WRITTEN EXERCISE A ▸
In the blog post, how many emails about youth camp did the writer send that night?

ARTICLE ▸
<<<<
Tuesday, February 26, 2008

This is how it happens

Tonight I sent 5 emails about youth camp stuff, three of them large, long-thought-out ones thick with non-simple questions and items requiring action.

You may wonder, like I did years ago, what *planning youth camp* actually involved (or planning any big event, for that matter). The answer is mostly stuff like this. A lot of other people do things like making specific lists, buying actual items, printing signs, etc., but my role is more looking over it all and figuring out what needs to be decided (and by whom), what needs to be delegated (and to whom), who needs to be involved, and what needs to be communicated to them. This mostly takes place via the thinking involved in writing documents or emails, or in talking to someone on the phone or in person.

Perhaps this level of abstraction isn't interesting to you, but it certainly would have been to me back 5 years ago, as I stood and clapped for Steve Murphy and his mysterious work for youth camp.

Monday, February 25, 2008

If I were an Ohioan...

Note: Skin tight pants not depicted



Hee hee hee hee heeeee :-D

*************************************
Justin, Daniel, if either of you are seeing this right now and getting it... this one was for you :-)
*************************************

PS folks, I'm eating corn.

P.P.S. It's the hair.

Saturday, February 23, 2008

Open Issues / Report from the Crew

While I eat my massively greasy JPB-style Steak n Cheese sandwich and listen to Bloc Party thump in the family room, let me give you a similar update to what I gave the fine folks of our care group earlier this evening. (Last night, actually)
>>>>
DATASET CONTENT ▸
<<<<
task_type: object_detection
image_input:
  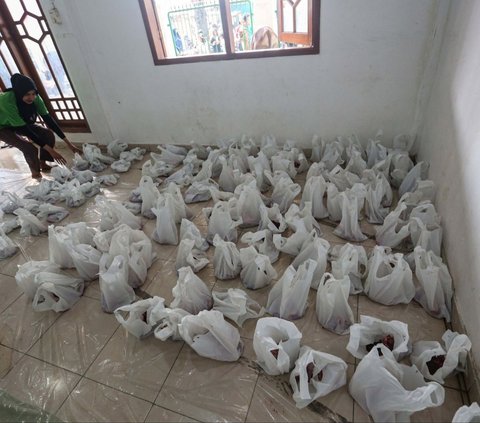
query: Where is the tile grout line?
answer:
[153,341,186,404]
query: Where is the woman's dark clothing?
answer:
[0,73,65,173]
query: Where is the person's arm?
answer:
[34,95,82,154]
[41,114,82,154]
[15,125,67,165]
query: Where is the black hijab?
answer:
[10,73,38,124]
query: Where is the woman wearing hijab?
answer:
[0,73,81,178]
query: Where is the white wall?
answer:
[419,0,480,365]
[41,0,438,146]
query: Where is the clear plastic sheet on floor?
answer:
[0,389,62,423]
[0,140,470,422]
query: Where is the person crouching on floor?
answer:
[0,73,82,179]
>>>>
WRITTEN EXERCISE B ▸
Rewrite the lines of the listing as a numbered list, starting at the line that contains "query: Where is the black hijab?" and ending at the last line of the listing, and leave out blank lines.

COMPLETE OUTPUT A ▸
Five.

COMPLETE OUTPUT B ▸
1. query: Where is the black hijab?
2. answer:
3. [10,73,38,124]
4. query: Where is the woman wearing hijab?
5. answer:
6. [0,73,81,178]
7. query: Where is the white wall?
8. answer:
9. [419,0,480,365]
10. [41,0,438,146]
11. query: Where is the clear plastic sheet on floor?
12. answer:
13. [0,389,62,423]
14. [0,140,470,422]
15. query: Where is the person crouching on floor?
16. answer:
17. [0,73,82,179]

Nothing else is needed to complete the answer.